Text:
• • • • • • •

IWA Mid-South
- Acronym: IWA MS
- Founded: 1996
- Defunct: 2022
- Style: Professional wrestling Hardcore wrestling Strong style Death Match
- Headquarters: New Albany, Indiana
- Founder: Ian Rotten
- Owner: Ian Rotten
- Sister: IWA Deep South IWA East Coast IWA Texas IWA Tri-State

= IWA Mid-South =

American independent professional wrestling promotion

Independent Wrestling Association (IWA) Mid-South (also known as IWA Mid-South, IWA-MS, and IWA Mid South Wrestling) was an American independent professional wrestling promotion based in New Albany, Indiana. It was formed by Ian Rotten in 1996.

==History==
===Hardcore wrestling===
Independent Wrestling Association: Mid-South (IWA-MS) formed in 1996 in Louisville, Kentucky. The owner, Ian Rotten, is one of the first to bring hardcore style of wrestling to the United States with his feud with former tag team partner Axl Rotten. He formed the promotion shortly after being fired from Extreme Championship Wrestling in the mid-1990s. IWA Mid-South's first live event occurred on January 6, 1996, in New Albany, Indiana. On October 10, they held the first of what would become weekly shows in Louisville, Kentucky. April 3, 1997 saw IWA Mid-South crowned its first Heavyweight Champion, Tower of Doom, when he won a three way dance in the finals of a tournament.

===Move to Indiana===
Going into the year 2000, a series of incidents with the Kentucky Athletics Commission forced IWA Mid-South to move its operations to Charlestown, Indiana. In late 2000, IWA Mid-South started to make a slow shift to more technical based wrestlers and matches. During that year Dave Prazak became a featured manager, ring announcer, and commentator. He played a prominent role in bringing in Colt Cabana and CM Punk to join Chris Hero and other technical wrestlers. With this change brought the birth of the Ted Petty Invitational Tournament (TPI), then known as Sweet Science 16. The first TPI was held in 2000 and won by Chris Hero. During this time, a match featuring Punk and Hero lasted 92 minutes and has since been referred to by ESPN's SportsCenter as one of the longest sporting events.

• • • • • • •

Extracted entries:
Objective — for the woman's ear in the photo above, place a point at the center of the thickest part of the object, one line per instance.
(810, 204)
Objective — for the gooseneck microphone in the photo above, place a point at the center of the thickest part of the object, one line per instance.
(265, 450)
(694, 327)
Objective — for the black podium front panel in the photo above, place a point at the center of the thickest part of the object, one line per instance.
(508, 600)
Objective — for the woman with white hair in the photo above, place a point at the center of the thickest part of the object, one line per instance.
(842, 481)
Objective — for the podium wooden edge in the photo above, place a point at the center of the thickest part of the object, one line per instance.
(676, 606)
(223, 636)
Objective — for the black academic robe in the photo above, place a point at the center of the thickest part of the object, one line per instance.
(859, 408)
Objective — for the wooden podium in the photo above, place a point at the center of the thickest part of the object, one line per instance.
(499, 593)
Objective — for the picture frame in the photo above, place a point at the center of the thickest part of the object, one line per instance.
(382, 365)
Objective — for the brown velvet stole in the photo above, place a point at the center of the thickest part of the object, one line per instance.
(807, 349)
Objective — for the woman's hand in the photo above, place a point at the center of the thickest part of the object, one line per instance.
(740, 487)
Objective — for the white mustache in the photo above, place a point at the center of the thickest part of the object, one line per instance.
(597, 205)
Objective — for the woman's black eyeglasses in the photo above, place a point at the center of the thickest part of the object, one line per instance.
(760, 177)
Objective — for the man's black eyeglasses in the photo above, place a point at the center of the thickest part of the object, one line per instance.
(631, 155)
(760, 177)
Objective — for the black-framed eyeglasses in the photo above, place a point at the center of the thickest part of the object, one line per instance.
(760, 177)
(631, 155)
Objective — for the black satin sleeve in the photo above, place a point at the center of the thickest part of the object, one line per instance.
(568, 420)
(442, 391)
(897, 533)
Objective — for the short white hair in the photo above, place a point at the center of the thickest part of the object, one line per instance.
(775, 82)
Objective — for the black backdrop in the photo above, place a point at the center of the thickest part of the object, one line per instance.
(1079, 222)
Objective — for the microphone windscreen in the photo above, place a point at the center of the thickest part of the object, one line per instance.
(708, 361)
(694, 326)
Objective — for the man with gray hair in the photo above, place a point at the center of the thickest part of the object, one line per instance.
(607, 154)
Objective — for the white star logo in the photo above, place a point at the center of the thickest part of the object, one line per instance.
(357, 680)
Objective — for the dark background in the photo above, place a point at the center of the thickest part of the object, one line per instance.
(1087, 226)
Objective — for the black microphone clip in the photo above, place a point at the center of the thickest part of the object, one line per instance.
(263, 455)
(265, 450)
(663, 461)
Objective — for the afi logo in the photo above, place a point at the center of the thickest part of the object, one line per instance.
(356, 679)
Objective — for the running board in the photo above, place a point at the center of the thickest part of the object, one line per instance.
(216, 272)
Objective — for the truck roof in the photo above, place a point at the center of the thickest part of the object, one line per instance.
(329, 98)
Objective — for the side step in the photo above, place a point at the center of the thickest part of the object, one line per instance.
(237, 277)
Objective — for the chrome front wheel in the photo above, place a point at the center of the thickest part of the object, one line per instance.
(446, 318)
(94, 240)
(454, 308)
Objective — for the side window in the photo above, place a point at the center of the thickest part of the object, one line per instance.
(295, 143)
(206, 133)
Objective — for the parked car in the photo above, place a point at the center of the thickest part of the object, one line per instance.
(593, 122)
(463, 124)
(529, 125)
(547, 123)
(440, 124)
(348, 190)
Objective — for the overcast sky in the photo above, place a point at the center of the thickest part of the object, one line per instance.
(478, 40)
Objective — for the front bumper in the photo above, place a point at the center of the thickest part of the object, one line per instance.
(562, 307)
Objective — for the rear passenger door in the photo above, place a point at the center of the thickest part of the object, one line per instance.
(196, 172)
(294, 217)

• • • • • • •

Complete the following:
1. Retype the IWA Mid-South text word for word, everything from "Independent Wrestling Association (IWA)" down to "Rotten in 1996.".
2. In the IWA Mid-South text, who became the promotion's first Heavyweight Champion?

Answers per task:
1.
Independent Wrestling Association (IWA) Mid-South (also known as IWA Mid-South, IWA-MS, and IWA Mid South Wrestling) was an American independent professional wrestling promotion based in New Albany, Indiana. It was formed by Ian Rotten in 1996.

2. Tower of Doom